(Position identification records)
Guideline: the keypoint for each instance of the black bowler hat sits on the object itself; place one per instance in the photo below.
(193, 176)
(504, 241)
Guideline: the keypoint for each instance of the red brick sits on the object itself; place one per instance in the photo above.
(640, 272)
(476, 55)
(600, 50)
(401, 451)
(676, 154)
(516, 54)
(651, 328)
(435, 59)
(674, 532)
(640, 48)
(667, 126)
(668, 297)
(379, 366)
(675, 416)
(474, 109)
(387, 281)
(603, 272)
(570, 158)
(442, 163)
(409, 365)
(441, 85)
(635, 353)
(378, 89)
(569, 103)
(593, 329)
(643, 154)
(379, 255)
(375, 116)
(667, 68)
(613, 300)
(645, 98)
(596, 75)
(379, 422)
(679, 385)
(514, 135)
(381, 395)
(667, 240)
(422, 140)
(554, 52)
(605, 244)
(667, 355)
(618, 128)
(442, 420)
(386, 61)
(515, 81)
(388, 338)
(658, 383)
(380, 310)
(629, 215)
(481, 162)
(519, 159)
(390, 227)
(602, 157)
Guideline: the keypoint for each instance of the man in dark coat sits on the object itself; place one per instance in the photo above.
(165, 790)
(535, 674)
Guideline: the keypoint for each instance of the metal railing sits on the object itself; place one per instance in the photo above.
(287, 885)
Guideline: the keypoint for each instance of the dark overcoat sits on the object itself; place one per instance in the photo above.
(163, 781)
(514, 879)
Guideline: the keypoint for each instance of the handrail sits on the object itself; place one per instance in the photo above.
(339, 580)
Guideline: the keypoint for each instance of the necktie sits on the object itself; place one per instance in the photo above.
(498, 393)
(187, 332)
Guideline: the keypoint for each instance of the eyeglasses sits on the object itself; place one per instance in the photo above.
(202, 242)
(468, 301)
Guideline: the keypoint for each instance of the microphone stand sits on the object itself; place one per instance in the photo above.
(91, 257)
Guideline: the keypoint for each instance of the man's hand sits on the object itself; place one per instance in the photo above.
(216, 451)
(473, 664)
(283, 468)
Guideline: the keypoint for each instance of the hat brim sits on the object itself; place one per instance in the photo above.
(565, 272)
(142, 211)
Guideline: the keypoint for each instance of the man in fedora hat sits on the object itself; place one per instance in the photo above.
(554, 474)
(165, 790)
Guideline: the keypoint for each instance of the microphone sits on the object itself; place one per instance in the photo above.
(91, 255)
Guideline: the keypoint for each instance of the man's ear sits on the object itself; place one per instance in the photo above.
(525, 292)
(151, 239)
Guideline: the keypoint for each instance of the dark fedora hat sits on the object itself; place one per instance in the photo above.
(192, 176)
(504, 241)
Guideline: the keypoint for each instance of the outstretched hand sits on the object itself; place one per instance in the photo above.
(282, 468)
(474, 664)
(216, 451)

#### To do:
Retype all of the material above line for line, changing nothing.

#### Expected answer:
Guideline: the keypoint for each instance of the black bowler hat sits on the object itself; place one per instance in the photo below.
(193, 176)
(504, 241)
Guideline: the keypoint for each instance of the red brick sits on the object itself; place one per instance in the photo above.
(640, 272)
(476, 55)
(600, 50)
(401, 451)
(676, 154)
(516, 54)
(651, 328)
(435, 59)
(674, 532)
(640, 48)
(667, 126)
(668, 297)
(379, 366)
(675, 416)
(474, 109)
(387, 281)
(603, 272)
(570, 158)
(442, 163)
(409, 365)
(441, 85)
(635, 353)
(378, 89)
(569, 103)
(593, 329)
(643, 154)
(379, 255)
(375, 116)
(667, 68)
(613, 300)
(645, 98)
(596, 75)
(379, 422)
(679, 385)
(514, 135)
(381, 395)
(667, 240)
(422, 140)
(554, 52)
(605, 244)
(667, 355)
(618, 128)
(442, 420)
(386, 61)
(515, 81)
(388, 338)
(658, 383)
(380, 310)
(629, 215)
(481, 162)
(519, 159)
(390, 227)
(602, 157)
Guideline: the keypoint for each instance of the man in dark coat sits on the object itself; place one per instance in the photo above.
(165, 790)
(535, 674)
Guideline: the keypoint for each instance of the metal railing sits on the object itself; place one per instance in the photo above.
(287, 885)
Guideline: the keypoint for each instance of the dark overcoat sits on the object itself; place one per instance in the photo above.
(163, 781)
(514, 879)
Guideline: the keypoint for each instance of the handrail sits on the object itself; place one per instance in the photo above.
(339, 580)
Guideline: the keypoint for each instance of the necktie sits on the object itself; place one per instance in the photo above.
(498, 393)
(187, 332)
Guideline: the keypoint for each instance of the eyeglasses sits on the object itself; place one per instance in the photo above.
(202, 242)
(468, 301)
Guideline: the keypoint for each instance of the microphone stand sits on the object itself; place one per instance in the photo above.
(91, 257)
Guideline: the keypoint for each instance of the man's hand sits on the object itself; place one per instance in the photo above.
(216, 451)
(473, 664)
(283, 468)
Guideline: the keypoint for each instance of the hat brim sits on the object itself; place one per instance in the photo above.
(565, 272)
(142, 211)
Guideline: the keypoint for each instance of the man in fedora hat sits on the object itself; place one per instance in the photo above.
(554, 474)
(165, 790)
Guideline: the keypoint for each instance of the microphone sits on the object itself; place one per instance in the photo above.
(91, 255)
Guideline: the keypoint for each instance of the man's ear sits on the object itself; place one per instance in the photo above.
(525, 292)
(151, 239)
Guideline: the keypoint for each instance of the dark fedora hat sits on the object itself; place one per instance in the photo above.
(192, 176)
(504, 241)
Guideline: the keypoint for each instance of the outstretched hand sits on the object itself; place one per instance in the photo above.
(282, 468)
(474, 664)
(216, 451)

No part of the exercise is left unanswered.